**YOUR ASSIGNMENT:**
Your task is to copy each line of the material that includes "this".

*** Block opens ***

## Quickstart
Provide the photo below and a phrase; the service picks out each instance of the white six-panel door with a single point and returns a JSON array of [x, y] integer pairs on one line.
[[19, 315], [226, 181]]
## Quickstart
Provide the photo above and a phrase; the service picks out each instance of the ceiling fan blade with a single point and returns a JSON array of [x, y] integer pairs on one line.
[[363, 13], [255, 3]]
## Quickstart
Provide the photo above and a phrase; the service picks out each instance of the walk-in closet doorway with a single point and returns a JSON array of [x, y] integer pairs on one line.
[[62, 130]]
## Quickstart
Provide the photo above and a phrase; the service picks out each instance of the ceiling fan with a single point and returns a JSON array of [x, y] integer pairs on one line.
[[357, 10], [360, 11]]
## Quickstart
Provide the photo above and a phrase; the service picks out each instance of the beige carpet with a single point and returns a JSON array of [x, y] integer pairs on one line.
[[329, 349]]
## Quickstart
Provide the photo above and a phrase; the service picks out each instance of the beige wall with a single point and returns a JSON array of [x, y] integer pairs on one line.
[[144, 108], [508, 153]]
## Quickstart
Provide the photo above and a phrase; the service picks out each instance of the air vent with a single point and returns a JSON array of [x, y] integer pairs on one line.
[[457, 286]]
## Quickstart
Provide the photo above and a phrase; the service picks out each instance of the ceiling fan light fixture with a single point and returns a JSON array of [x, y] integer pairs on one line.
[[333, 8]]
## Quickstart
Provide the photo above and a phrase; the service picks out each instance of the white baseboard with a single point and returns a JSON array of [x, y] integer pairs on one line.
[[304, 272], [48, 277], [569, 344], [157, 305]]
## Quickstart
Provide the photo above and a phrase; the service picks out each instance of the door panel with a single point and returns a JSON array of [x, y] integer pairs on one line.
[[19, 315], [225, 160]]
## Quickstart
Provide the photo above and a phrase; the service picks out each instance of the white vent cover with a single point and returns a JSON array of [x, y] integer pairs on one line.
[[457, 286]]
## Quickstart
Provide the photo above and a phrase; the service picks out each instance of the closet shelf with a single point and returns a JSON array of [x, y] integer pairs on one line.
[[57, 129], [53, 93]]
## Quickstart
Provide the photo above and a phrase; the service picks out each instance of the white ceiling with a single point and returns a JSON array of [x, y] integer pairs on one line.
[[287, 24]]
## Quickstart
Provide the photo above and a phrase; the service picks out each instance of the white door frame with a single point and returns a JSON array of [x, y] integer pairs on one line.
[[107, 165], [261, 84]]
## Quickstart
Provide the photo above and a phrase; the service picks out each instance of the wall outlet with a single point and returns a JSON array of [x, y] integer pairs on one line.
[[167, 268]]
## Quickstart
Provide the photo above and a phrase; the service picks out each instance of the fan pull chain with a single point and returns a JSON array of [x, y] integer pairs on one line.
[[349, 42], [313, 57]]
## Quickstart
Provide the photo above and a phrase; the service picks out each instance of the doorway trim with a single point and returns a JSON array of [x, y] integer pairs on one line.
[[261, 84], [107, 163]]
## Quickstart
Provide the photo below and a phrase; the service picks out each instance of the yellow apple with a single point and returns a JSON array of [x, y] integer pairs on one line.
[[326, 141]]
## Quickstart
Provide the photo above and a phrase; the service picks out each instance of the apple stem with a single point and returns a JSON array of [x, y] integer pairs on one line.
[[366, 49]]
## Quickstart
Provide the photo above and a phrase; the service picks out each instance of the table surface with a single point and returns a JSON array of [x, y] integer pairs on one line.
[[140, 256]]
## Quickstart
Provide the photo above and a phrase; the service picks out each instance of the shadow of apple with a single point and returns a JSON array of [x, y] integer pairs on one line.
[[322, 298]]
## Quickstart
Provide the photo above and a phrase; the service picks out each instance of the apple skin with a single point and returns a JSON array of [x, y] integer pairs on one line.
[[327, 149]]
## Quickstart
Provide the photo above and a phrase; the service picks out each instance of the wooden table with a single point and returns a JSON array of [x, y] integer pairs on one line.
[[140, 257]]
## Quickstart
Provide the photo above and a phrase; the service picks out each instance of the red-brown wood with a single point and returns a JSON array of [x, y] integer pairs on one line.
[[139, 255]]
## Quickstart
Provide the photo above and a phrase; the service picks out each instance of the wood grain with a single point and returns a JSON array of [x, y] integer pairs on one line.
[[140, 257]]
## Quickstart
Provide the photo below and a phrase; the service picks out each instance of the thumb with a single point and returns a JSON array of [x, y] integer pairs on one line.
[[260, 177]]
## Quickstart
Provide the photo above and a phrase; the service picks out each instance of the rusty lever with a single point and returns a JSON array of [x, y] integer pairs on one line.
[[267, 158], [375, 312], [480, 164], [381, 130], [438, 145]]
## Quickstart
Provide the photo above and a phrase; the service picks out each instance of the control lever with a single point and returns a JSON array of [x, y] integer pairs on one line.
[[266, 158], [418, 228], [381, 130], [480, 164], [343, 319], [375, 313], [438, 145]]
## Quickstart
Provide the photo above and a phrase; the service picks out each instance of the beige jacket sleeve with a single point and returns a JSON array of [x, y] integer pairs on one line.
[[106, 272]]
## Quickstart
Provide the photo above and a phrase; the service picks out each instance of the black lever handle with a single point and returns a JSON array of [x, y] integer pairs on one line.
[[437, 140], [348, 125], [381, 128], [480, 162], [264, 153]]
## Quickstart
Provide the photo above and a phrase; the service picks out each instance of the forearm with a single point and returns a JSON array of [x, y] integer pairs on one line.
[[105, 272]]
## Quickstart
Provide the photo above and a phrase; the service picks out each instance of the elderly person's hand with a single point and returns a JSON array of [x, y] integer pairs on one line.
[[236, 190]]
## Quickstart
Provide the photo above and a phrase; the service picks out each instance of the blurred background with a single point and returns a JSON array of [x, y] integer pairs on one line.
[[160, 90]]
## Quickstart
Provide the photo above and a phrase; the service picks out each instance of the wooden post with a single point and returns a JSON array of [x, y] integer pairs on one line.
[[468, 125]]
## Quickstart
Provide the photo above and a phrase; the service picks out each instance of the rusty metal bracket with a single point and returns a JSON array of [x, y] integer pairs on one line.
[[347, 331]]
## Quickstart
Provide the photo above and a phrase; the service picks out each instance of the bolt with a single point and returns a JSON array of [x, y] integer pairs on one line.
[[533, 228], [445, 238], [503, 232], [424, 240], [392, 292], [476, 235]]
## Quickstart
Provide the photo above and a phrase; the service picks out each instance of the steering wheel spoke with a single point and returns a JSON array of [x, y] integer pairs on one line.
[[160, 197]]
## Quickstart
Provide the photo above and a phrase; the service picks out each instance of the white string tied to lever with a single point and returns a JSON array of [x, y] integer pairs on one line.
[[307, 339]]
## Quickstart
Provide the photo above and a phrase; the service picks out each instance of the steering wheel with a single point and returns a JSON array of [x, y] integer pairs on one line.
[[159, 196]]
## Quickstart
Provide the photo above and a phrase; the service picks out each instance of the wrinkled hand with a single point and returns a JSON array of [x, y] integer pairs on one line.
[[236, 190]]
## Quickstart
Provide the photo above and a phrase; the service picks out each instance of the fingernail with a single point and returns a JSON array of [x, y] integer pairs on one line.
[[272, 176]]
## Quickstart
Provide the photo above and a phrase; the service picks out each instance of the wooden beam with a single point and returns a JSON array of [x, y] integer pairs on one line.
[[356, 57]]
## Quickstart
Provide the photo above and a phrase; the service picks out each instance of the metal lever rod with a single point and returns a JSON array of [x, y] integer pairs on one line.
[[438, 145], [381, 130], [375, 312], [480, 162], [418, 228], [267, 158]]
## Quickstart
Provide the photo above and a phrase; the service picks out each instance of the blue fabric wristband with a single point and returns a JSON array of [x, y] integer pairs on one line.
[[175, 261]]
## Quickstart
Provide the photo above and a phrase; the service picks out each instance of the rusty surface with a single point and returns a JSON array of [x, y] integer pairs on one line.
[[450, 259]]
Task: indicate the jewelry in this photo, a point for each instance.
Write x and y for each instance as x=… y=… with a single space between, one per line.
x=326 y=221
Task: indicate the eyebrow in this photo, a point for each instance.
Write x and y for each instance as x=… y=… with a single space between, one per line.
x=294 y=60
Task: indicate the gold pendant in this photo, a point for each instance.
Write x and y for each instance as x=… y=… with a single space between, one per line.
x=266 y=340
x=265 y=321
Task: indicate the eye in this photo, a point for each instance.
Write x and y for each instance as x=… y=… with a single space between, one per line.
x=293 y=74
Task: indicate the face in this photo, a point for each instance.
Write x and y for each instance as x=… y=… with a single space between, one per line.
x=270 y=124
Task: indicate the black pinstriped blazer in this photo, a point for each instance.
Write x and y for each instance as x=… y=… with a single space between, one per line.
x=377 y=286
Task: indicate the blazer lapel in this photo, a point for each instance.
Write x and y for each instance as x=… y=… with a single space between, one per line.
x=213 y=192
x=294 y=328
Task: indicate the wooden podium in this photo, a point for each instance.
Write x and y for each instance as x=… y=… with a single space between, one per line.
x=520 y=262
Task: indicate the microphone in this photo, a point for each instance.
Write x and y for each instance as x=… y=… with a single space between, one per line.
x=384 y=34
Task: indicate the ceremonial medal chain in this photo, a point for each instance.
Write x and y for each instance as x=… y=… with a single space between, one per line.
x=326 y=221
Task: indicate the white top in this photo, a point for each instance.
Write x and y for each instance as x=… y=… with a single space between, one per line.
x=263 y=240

*** Block closes ***

**EXERCISE RESPONSE:**
Task: indicate the jewelry in this photo, a point for each instance.
Task: indicate the eyebrow in this photo, a point for each instance.
Task: indicate the gold pendant in this photo, a point for each instance.
Task: indicate the eye in this photo, a point for each instance.
Task: indicate the face in this photo, a point for each instance.
Task: indicate the black pinstriped blazer in this photo, a point for each instance.
Task: indicate the blazer lapel in this photo, a point for each instance.
Task: indicate the wooden podium in this photo, a point for each instance.
Task: indicate the microphone in this photo, a point for each instance.
Task: indicate the ceremonial medal chain in this photo, a point for each instance.
Task: indicate the white top in this photo, a point for each instance.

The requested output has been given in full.